» Set problem 1:
In the notebook excerpt on population data, restate the paragraph beginning "Reference period and vintage period" in a single shorter sentence that keeps its main facts.

Finally we need to append the ID for the MORPC region.

In [None]:
memberList.append("M010000US001")

## Transform data

#### Load output schema

In [None]:
insightsPopSchema = morpc.frictionless_load_schema(INSIGHTS_POP_TABLE_SCHEMA_PATH)
insightsPopSchema

### Create list to collect extracted data

In [None]:
extractedData = []

### Extract decennial census counts (NOT IMPLEMENTED)

### Extract intercensal estimates

Create list of years from user-specified range.

In [None]:
intercensalRange = list(range(INTERCENSAL_YEAR_RANGE[0], INTERCENSAL_YEAR_RANGE[1]+1))
print("Including intercensal estimates for years: {}".format(", ".join([str(x) for x in intercensalRange])))

Extract intercensal data from combined table.

In [None]:
intercensal = combinedPop.loc[combinedPop["SOURCE"] == "CENINT"].copy()

Reference period and vintage period were stored as strings, but for intercensal estimates we can treat them as integers. Convert them now.

In [None]:
intercensal = intercensal.astype({
    "REFERENCE_PERIOD":"int",
    "VINTAGE_PERIOD":"int"
})

Verify that data is available for the specified years.

In [None]:
if(not set(intercensalRange).issubset(set(intercensal["REFERENCE_PERIOD"]))):
    print("ERROR | Set of intercensal years for which data is available does not match set derived from specified range.")

» Set problem 2:
Recast the stretch of the stored entries from the line containing "Note: mark the tree" through the end of the stored entries as a numbered list. Include only those lines and leave out blank lines.

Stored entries
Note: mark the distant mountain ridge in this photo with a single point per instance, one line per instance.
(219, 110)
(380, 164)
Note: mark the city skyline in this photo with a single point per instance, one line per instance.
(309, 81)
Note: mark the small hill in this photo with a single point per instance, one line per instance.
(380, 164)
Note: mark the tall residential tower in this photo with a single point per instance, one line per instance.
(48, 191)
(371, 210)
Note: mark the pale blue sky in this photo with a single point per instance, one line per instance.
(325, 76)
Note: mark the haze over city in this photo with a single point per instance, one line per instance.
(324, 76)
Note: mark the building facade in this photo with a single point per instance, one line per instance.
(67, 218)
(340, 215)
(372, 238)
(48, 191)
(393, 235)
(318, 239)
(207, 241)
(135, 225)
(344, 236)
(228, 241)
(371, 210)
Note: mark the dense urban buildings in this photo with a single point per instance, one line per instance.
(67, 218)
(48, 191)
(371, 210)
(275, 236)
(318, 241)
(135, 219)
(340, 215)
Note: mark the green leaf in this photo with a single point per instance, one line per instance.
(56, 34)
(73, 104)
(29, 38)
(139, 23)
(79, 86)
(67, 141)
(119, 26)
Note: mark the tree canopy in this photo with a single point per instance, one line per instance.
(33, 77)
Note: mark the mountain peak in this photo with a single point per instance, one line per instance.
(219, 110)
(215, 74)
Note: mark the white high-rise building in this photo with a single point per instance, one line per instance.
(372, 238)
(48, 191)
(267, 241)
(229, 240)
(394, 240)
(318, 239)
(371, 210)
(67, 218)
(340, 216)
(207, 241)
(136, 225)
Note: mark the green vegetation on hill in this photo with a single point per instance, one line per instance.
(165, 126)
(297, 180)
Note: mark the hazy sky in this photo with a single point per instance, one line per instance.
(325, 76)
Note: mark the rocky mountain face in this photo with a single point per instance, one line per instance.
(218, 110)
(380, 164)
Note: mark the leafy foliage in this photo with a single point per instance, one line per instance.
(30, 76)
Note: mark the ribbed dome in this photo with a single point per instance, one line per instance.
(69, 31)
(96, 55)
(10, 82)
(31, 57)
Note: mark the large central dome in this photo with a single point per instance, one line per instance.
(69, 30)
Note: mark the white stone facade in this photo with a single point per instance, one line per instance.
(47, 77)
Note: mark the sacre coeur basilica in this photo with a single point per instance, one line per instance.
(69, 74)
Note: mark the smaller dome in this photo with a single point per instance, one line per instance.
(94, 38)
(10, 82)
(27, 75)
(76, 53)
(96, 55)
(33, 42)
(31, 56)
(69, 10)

» Problem solution 1:
Because intercensal estimates allow it, the reference and vintage periods, which were stored as strings, are now converted to integers.

» Problem solution 2:
1. Note: mark the tree canopy in this photo with a single point per instance, one line per instance.
2. (33, 77)
3. Note: mark the mountain peak in this photo with a single point per instance, one line per instance.
4. (219, 110)
5. (215, 74)
6. Note: mark the white high-rise building in this photo with a single point per instance, one line per instance.
7. (372, 238)
8. (48, 191)
9. (267, 241)
10. (229, 240)
11. (394, 240)
12. (318, 239)
13. (371, 210)
14. (67, 218)
15. (340, 216)
16. (207, 241)
17. (136, 225)
18. Note: mark the green vegetation on hill in this photo with a single point per instance, one line per instance.
19. (165, 126)
20. (297, 180)
21. Note: mark the hazy sky in this photo with a single point per instance, one line per instance.
22. (325, 76)
23. Note: mark the rocky mountain face in this photo with a single point per instance, one line per instance.
24. (218, 110)
25. (380, 164)
26. Note: mark the leafy foliage in this photo with a single point per instance, one line per instance.
27. (30, 76)
28. Note: mark the ribbed dome in this photo with a single point per instance, one line per instance.
29. (69, 31)
30. (96, 55)
31. (10, 82)
32. (31, 57)
33. Note: mark the large central dome in this photo with a single point per instance, one line per instance.
34. (69, 30)
35. Note: mark the white stone facade in this photo with a single point per instance, one line per instance.
36. (47, 77)
37. Note: mark the sacre coeur basilica in this photo with a single point per instance, one line per instance.
38. (69, 74)
39. Note: mark the smaller dome in this photo with a single point per instance, one line per instance.
40. (94, 38)
41. (10, 82)
42. (27, 75)
43. (76, 53)
44. (96, 55)
45. (33, 42)
46. (31, 56)
47. (69, 10)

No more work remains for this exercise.